Many other changes, like the gerrymandering of the country’s political map, have given Bukele’s Nuevas Ideas party municipal dominance and cemented loyalty networks to the executive. Bukele has even transformed Salvadoran diplomacy, evidenced in the giving of military aid to Haiti to combat gang rule. His mammoth prison—the Center for the Confinement of Terrorism (CECOT)—is a well-regarded monument to El Salvador’s authoritarian and carceral turn, a model for how to discipline an unruly people. A globally admired figure, Bukele’s larger-than-life political brand often transcends the smallness of El Salvador through trending on social media.

_Given request A:_
Please retype the Bukele passage word for word, everything from "Many other changes, like" down to "on social media.".
_Given request B:_
Continue the Bukele passage, picking up after its last sentence.

_Material shown:_
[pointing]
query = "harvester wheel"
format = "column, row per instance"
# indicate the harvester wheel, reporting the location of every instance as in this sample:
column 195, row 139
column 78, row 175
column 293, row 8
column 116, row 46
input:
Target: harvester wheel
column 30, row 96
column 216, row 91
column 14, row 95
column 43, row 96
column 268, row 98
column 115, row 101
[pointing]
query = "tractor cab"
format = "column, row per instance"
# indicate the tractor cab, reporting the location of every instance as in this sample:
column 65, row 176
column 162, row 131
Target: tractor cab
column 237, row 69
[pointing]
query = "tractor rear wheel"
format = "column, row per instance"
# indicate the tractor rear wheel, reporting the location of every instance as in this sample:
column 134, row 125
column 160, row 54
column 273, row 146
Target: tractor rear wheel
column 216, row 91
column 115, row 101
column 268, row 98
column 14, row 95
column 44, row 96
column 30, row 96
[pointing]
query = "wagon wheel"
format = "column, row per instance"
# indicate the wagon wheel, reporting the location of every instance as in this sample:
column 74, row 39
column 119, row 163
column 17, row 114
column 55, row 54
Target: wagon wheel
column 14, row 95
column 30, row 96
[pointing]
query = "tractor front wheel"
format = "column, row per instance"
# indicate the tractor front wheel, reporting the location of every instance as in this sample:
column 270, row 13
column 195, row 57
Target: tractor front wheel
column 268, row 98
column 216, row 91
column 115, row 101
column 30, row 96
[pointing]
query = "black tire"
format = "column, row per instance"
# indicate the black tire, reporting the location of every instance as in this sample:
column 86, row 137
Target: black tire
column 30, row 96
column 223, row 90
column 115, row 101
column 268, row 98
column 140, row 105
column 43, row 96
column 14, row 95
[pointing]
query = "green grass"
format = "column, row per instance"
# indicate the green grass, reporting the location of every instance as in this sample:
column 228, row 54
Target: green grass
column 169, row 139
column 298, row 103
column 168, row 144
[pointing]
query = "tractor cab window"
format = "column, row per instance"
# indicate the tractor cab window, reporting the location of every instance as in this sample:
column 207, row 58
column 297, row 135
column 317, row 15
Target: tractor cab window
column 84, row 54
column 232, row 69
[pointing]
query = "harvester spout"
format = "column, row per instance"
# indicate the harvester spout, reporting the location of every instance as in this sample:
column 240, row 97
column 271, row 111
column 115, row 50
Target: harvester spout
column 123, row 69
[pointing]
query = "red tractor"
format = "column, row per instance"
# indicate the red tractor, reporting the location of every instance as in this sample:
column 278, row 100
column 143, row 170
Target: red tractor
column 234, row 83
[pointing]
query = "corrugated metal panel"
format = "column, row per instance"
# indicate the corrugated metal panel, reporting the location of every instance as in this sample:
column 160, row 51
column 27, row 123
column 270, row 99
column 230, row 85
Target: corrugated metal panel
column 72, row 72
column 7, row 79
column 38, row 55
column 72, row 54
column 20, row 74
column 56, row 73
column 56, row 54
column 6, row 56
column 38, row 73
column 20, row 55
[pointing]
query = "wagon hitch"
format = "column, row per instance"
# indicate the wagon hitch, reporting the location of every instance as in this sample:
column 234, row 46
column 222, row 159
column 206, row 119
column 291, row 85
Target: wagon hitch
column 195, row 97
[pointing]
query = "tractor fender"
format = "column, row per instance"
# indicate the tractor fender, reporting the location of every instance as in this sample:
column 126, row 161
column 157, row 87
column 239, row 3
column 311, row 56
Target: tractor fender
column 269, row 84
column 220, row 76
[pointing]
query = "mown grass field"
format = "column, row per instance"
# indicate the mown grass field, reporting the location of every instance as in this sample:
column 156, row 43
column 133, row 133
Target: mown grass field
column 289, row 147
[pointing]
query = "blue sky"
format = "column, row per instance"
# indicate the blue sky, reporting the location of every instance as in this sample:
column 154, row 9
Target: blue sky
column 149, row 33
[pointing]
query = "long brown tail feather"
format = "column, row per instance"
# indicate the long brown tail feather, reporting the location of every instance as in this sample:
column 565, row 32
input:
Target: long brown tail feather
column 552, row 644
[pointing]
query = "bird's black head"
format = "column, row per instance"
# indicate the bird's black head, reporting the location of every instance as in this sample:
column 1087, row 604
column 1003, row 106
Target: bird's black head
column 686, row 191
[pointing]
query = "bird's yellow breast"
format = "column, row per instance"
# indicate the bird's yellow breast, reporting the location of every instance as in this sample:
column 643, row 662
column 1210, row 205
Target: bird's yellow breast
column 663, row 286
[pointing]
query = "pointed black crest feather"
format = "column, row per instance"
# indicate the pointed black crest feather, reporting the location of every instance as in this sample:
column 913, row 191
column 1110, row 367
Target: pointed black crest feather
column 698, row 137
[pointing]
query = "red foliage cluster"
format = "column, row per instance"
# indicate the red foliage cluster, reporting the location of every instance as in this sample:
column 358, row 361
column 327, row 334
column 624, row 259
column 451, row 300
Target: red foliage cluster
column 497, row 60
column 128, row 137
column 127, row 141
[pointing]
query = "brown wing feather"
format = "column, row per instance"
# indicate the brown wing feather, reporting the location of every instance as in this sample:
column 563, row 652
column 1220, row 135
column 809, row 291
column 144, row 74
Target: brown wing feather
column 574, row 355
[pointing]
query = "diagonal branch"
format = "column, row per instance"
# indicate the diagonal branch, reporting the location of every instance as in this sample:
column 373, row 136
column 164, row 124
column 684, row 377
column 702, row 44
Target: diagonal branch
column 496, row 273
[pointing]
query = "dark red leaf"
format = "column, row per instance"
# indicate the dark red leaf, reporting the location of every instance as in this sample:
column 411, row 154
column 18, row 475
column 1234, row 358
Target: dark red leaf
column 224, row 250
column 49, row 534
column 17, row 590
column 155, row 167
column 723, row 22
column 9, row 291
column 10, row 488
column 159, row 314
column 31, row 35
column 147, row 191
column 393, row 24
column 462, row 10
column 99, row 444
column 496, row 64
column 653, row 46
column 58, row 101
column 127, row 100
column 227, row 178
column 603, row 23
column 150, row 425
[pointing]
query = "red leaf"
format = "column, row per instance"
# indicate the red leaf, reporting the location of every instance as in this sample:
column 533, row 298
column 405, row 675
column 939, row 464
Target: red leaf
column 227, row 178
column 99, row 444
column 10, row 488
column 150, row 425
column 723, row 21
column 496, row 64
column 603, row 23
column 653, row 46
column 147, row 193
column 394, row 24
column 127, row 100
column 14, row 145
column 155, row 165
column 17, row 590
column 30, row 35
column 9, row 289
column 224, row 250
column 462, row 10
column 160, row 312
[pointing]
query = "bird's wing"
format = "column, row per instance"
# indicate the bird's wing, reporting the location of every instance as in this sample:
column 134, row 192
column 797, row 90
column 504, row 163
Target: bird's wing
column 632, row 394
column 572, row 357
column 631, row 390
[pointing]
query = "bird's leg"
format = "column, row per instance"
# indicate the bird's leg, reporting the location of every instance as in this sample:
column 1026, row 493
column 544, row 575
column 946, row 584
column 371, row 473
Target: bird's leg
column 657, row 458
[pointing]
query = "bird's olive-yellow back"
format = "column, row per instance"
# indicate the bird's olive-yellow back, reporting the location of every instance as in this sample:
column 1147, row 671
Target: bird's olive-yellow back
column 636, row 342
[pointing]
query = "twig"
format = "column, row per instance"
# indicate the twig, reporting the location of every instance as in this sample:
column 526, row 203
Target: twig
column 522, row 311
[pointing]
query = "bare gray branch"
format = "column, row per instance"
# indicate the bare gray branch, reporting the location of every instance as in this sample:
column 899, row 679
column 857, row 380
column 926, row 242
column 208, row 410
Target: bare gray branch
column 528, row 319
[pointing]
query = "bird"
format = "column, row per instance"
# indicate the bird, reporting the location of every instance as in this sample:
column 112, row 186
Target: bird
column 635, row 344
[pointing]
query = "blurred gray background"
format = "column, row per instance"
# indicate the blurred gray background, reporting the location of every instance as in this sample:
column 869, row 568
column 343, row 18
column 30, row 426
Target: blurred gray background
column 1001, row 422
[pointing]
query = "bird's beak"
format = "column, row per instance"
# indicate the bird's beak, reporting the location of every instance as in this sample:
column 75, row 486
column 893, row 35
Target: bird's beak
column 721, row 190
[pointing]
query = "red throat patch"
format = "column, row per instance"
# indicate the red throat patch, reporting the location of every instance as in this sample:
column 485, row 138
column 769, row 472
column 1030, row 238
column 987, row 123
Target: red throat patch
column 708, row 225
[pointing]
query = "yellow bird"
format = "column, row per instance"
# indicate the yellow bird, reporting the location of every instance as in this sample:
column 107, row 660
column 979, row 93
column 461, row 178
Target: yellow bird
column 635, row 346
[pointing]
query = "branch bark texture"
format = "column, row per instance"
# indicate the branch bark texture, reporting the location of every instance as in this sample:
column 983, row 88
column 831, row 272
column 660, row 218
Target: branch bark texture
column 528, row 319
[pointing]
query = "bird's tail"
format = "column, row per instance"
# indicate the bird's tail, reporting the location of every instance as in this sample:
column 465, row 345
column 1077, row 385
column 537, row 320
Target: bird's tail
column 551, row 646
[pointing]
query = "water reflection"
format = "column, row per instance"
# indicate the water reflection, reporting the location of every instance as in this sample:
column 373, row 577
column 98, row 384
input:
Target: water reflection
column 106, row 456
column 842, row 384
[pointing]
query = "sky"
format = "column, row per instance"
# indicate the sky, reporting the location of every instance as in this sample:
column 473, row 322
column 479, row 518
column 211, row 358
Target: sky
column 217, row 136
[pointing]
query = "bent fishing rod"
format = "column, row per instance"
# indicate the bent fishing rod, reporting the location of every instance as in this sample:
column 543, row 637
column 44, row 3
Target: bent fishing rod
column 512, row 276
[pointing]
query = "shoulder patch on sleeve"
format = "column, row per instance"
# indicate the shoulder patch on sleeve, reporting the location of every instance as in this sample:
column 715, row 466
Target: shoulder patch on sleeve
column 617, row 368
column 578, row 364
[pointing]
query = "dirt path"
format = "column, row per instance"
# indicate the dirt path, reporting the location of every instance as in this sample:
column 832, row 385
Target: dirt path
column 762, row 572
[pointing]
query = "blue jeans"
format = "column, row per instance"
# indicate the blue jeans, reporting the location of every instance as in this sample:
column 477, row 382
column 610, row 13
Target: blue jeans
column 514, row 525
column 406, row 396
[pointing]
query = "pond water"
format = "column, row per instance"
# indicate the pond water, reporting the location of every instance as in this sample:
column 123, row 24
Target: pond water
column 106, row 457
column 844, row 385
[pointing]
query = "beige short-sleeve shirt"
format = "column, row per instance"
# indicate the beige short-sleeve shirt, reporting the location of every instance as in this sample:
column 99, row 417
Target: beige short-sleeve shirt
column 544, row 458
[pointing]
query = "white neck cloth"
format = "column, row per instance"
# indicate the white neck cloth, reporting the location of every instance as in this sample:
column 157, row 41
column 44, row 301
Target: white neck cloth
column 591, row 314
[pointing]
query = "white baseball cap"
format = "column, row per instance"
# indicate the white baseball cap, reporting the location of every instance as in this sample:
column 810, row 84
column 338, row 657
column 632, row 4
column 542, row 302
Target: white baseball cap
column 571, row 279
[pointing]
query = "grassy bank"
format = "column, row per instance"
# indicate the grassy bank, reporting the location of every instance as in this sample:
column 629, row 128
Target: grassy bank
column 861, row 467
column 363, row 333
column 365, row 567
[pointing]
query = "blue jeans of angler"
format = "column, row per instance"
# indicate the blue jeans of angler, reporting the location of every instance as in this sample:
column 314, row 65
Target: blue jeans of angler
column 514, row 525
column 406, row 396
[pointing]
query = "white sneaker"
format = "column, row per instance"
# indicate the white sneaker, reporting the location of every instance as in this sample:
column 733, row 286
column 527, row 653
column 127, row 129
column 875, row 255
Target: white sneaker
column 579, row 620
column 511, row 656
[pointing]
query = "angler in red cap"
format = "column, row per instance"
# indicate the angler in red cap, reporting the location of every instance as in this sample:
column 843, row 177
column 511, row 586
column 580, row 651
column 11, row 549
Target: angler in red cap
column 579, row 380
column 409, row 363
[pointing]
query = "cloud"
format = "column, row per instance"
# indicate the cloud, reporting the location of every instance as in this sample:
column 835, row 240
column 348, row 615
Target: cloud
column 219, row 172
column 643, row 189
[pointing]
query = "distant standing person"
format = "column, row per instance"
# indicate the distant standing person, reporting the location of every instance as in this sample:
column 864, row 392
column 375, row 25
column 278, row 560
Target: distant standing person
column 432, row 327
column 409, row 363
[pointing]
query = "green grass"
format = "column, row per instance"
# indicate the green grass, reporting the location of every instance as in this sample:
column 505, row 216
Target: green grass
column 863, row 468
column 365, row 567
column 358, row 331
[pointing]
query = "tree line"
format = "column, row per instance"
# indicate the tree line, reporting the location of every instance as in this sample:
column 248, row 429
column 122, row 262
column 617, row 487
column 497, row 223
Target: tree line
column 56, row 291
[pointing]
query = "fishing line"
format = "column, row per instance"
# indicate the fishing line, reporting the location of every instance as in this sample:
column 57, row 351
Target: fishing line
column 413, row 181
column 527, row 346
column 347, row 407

_Task answer A:_
Many other changes, like the gerrymandering of the country’s political map, have given Bukele’s Nuevas Ideas party municipal dominance and cemented loyalty networks to the executive. Bukele has even transformed Salvadoran diplomacy, evidenced in the giving of military aid to Haiti to combat gang rule. His mammoth prison—the Center for the Confinement of Terrorism (CECOT)—is a well-regarded monument to El Salvador’s authoritarian and carceral turn, a model for how to discipline an unruly people. A globally admired figure, Bukele’s larger-than-life political brand often transcends the smallness of El Salvador through trending on social media.

_Task answer B:_
Underneath these applauded advances, Bukele has worn down  El Salvador’s democratic levers, shocked the subsistence economies of many and, despite his denials, has not slowed the runaway dynamics of displacement and migration. Through the cover of revolutionizing El Salvador with an iron fist, Bukele has dismantled community organizations, discredited citizen groups, vilified the press and created a divisive, ahistorical, civic culture. Poverty has increased, unemployment remains high, and there is little economic growth year after year. Seeking to devise new revenue streams to stave off financial crisis, Bukele’s recent designs seek to mine El Salvador—via cryptocurrency and the rush for precious minerals—to address economic stagnation and rising unemployment. The cryptocurrency gambit, for instance, suggests that Bukele has doubled his money, yet this all remains inconsequential as they exist as unrealized gains that remain without material impact. In a similar move, Bukele has recently stated that the grounds near the mother river Lempa hold a whopping $3 trillion of unmined gold. Whether in crypto or gold deposits, this kind of economic speculation is Bukele’s version of “drill, baby, drill.”